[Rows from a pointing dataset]

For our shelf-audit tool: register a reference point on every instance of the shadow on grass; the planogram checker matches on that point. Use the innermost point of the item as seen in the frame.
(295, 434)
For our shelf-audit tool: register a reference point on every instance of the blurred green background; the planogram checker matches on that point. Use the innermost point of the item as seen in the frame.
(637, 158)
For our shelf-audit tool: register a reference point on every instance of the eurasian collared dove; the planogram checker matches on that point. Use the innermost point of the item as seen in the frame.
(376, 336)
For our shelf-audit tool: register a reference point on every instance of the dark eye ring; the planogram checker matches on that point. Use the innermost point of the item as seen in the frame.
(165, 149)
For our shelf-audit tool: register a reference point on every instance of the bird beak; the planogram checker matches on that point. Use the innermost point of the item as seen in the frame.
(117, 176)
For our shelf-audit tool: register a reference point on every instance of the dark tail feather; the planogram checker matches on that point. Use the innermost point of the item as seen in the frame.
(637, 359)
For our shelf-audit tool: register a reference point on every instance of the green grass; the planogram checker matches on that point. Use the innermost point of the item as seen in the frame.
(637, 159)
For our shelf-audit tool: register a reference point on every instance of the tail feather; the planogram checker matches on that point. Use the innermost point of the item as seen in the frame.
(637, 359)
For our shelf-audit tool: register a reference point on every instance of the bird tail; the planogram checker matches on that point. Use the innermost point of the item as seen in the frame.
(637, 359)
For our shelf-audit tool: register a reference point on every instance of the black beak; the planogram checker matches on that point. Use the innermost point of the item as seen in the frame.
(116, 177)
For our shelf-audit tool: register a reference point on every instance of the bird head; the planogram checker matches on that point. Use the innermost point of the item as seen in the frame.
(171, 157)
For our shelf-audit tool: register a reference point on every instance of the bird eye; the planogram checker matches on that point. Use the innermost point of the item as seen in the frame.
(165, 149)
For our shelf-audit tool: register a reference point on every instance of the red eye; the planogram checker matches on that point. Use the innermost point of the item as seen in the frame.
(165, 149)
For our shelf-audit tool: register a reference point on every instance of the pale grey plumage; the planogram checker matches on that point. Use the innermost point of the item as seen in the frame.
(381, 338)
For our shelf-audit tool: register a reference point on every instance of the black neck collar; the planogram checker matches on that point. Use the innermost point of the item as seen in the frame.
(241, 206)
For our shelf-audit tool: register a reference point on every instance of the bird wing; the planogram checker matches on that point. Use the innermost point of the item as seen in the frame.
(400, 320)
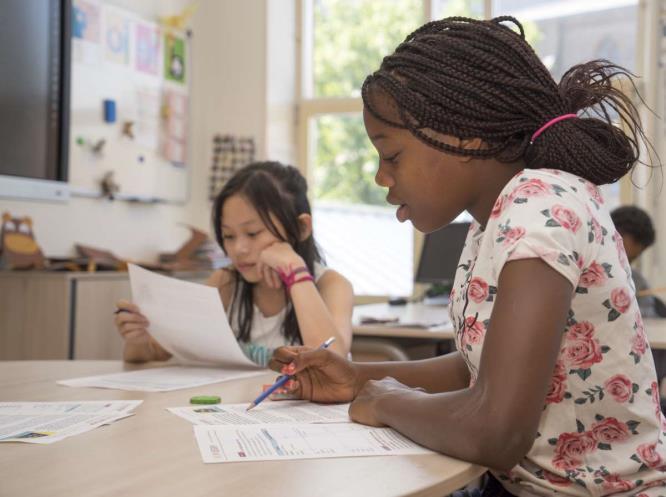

• [Direction]:
Copy the material word for word, from the line containing "the bird wing;" through the end of the material, including both ends. Leave the picture out.

• [Finished answer]:
For our shelf-audit tool: register a reference point on every instance of the bird wing; the planogram checker matches on that point. Use the innermost point of the item as seen in the frame.
(400, 320)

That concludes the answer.